Page extract
_ _ _ _ _ _ _

6 differences between forestry and soil carbon offsets
Here's what to look out for when buying soil or forestry carbon credits to decide which is better for your business. Read More
Understanding the different limitations of forestry and soil credits illuminates the wide variety of issues in the carbon offset market.//Courtesy of Unsplash
Carbon offsets are a big, confusing topic. Three breakout sessions at VERGE 20 covered this topic, with over 100 participants at each. Still, each one went over the allotted time with many questions left unanswered. While understanding the basics is important, many nuances and small details warrant their own entire discussion.
Carbon credit projects vary widely, from urban forestry projects to air carbon capture to regenerative agriculture. And while many will have the same basic benefits and limitations, there are huge differences in management, co-benefits, costs and analyses.
In two VERGE 20 sessions, experts dived deep into the specifics of soil carbon credits and forestry carbon credits. Here are six differences between these two popular types of carbon offsets.
1. Forestry credits have a longer history
Forestry credits have been around for a while and a lot of data is publicly available data from the USDA Forest Service’s Forest Inventory and Analysis program. The robust data set reports on trends in forest areas including size, species, health, growth, mortality, removals and carbon sequestrations. The data is publicly available for scientists to study and can help them come to concrete conclusions about the effectiveness of forests as a carbon sink.
“On the forest side, we have 100 years of public data in the United States on the types of trees and effectively the carbon content in different forest types,” Danny Cullenward, policy director at CarbonPlan, said during VERGE 20. “We don’t really have anything comparable on the soil side.”
Soil credits are much newer. According to Cullenward, soil data is being collected by private and third-party platforms, and to get farmers to work with them, these companies have to promise data privacy and security.
“None of that [data] is feeding back into the public ecosystem to improve transparency,” he said.
2. Soil is more challenging
Because soil carbon sequestration, the data associated with the process and the resulting credits are in their infancy, science hasn’t come to a consensus on many important aspects of this type of carbon sequestration. This includes the depth of soil monitoring that is needed. According to Cullenward, most models and samples only analyze the top layer of soil, the first 30 centimeters. But new science suggests there is a risk for reversal.

_ _ _ _ _ _ _

What to work on
Write what comes next in the article comparing forestry and soil carbon offsets, picking up after its last sentence. The items after this text have nothing to do with it.

_ _ _ _ _ _ _

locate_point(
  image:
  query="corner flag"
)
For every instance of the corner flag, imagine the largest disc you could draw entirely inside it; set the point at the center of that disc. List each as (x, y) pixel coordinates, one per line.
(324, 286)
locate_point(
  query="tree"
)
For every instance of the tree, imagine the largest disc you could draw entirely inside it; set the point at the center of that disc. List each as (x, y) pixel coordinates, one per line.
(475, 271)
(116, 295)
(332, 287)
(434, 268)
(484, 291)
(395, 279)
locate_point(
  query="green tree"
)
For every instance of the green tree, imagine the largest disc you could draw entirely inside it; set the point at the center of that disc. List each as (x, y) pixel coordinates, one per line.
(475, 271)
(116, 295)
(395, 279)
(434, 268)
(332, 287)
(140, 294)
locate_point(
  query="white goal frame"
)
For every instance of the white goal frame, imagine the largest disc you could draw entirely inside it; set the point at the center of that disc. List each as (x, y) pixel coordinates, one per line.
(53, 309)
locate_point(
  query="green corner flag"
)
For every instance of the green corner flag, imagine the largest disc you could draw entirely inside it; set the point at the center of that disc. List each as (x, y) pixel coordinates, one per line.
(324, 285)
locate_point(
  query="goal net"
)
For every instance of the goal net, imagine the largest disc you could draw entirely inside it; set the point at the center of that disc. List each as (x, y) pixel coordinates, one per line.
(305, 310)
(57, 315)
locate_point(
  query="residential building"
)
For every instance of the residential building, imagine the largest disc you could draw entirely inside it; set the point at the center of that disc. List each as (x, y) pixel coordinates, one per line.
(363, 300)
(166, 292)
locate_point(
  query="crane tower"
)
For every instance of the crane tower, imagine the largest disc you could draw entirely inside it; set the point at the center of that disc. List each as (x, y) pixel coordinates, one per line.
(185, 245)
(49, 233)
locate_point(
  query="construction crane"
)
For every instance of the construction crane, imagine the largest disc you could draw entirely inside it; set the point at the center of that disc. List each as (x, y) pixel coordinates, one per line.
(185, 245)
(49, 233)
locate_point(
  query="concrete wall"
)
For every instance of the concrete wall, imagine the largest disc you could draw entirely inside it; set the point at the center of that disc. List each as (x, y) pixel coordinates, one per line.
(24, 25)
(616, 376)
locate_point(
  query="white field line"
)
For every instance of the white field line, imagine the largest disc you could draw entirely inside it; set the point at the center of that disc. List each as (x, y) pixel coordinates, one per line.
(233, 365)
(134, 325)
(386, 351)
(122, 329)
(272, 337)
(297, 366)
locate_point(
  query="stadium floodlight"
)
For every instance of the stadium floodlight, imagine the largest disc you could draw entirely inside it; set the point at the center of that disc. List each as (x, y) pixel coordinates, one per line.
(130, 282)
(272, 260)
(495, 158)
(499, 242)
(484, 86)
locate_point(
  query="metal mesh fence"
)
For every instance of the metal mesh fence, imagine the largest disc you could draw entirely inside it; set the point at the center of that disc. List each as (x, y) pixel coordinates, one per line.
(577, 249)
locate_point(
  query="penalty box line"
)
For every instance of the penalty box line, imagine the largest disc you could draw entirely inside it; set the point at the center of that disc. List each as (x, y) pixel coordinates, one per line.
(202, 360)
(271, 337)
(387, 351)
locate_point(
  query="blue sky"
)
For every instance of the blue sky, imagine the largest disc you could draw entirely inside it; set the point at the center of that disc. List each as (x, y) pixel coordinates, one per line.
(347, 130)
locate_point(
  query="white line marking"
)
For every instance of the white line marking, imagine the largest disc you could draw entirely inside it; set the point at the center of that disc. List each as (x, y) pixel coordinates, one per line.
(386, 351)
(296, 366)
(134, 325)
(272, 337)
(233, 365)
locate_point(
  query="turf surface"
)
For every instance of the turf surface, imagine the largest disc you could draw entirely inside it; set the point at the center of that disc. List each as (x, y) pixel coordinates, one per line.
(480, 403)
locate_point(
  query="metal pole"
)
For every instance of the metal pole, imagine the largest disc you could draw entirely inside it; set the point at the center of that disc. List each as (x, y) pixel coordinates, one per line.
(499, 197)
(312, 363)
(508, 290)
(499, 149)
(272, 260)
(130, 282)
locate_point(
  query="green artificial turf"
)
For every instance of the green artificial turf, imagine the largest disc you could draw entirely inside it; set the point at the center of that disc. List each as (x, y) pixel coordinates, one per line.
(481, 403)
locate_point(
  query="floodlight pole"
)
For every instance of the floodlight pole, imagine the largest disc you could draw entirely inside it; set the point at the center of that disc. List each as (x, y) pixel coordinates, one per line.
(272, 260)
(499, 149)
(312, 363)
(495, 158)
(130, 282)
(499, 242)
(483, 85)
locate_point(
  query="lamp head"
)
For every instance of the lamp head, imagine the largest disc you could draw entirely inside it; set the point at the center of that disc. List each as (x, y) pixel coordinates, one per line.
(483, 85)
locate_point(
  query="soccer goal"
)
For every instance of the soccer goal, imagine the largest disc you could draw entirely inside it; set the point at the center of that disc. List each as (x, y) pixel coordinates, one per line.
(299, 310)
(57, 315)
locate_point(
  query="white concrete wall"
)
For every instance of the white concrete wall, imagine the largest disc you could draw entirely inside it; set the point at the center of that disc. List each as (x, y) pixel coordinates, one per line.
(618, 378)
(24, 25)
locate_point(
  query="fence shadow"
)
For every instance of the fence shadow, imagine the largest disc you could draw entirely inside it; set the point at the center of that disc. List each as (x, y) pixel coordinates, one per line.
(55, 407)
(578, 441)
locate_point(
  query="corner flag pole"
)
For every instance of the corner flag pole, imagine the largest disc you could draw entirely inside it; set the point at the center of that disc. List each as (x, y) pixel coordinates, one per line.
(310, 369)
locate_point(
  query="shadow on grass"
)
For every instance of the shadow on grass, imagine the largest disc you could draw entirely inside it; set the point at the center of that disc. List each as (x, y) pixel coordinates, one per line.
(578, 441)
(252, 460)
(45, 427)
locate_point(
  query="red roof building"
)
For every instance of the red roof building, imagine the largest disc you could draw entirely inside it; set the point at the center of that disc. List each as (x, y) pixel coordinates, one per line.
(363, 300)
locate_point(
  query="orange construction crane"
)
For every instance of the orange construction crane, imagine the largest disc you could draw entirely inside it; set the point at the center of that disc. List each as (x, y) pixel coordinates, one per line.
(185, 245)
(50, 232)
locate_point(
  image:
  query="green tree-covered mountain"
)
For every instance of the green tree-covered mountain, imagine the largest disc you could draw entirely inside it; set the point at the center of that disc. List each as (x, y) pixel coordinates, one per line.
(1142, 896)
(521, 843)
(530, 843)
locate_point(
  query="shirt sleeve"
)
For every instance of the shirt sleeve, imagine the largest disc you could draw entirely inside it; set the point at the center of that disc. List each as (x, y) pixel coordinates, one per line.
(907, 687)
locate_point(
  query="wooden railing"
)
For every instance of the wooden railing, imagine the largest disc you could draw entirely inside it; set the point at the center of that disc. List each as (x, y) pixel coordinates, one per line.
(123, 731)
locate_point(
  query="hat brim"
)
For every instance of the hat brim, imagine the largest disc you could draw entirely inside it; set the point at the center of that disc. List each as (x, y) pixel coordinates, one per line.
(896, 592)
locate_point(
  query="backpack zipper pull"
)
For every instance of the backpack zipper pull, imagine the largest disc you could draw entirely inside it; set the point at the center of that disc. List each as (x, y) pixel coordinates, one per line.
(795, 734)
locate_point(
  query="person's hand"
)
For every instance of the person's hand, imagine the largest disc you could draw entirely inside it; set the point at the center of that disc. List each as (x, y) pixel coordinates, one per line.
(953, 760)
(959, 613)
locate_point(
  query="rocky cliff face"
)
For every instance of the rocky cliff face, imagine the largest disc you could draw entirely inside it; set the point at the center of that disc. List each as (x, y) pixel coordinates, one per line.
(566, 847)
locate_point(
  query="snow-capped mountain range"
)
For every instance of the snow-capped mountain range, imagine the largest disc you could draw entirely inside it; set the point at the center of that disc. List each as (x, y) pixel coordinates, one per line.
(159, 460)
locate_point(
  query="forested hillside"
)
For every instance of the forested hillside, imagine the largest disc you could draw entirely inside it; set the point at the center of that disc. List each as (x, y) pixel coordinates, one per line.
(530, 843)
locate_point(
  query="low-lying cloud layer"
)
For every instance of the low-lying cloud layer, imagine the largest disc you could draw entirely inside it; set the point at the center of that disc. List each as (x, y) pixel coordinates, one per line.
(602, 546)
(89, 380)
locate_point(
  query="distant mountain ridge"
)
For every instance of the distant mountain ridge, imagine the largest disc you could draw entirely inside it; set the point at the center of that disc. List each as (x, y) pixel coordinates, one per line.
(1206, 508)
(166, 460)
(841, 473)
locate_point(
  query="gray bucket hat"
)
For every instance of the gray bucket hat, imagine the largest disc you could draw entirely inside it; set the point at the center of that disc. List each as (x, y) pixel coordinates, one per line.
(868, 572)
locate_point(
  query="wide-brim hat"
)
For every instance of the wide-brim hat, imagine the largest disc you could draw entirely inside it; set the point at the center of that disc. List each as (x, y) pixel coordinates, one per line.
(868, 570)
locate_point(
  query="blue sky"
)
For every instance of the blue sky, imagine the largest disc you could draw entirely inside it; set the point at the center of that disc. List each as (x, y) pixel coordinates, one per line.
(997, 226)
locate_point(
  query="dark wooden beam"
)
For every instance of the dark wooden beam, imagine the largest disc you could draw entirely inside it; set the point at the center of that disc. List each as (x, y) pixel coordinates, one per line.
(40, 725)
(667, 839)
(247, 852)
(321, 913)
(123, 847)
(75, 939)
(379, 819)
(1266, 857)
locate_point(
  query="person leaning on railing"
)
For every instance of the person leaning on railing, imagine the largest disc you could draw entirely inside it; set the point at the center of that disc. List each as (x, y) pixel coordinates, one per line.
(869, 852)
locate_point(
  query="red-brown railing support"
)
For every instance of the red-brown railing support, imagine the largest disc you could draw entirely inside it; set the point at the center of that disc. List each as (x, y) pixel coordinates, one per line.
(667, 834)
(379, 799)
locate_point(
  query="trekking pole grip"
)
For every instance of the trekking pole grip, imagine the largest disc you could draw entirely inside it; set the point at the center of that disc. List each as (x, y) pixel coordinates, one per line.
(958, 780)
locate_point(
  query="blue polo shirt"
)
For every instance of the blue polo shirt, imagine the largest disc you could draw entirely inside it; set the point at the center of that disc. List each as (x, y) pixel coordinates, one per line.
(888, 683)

_ _ _ _ _ _ _

Final result
“Now there’s a strain of science suggesting that when you look deeper down to 1 or 2 meters, you get a very different answer,” he said. “Might see a net reversal, when you look at the full profile. Everybody’s focusing on the shallow surface layer. And you need to pay attention to emerging evidence about what happens across the deeper soil.”
The second reason soil is more complicated is because it requires extensive physical sampling, which is expensive. Forestry, on the other hand, can use satellite imagery to verify the trees exist and are in the locations the model is assuming. No satellite can tell you what is going on in the soil.
3. Both have additionality issues, but they differ
Additionality is really hard to prove with any carbon offset project. For the uninitiated, additionality is the concept that the carbon removal is happening because of the investment from a carbon credit market and wouldn’t have happened without that investment. Most of the time you are comparing one outcome to one that never actually happened. So additionality is always just an estimation evaluated against a baseline.
Forestry credits have been having an issue with that baseline calculation.
“The protocols are allowing landowners that are already managing their lands in sustainable ways to claim a baseline with aggressive harvesting, and earn offset credits without necessarily changing their land management practice,” Barbara Haya, research fellow at the University of California at Berkeley, said during the VERGE 20 forestry credit session.
A land trust that was never going to chop down their trees could be collecting a forestry offset on the baseline that it would sell all its wood to the timber market. The company that invests to keep those trees alive actually hasn’t protected anything.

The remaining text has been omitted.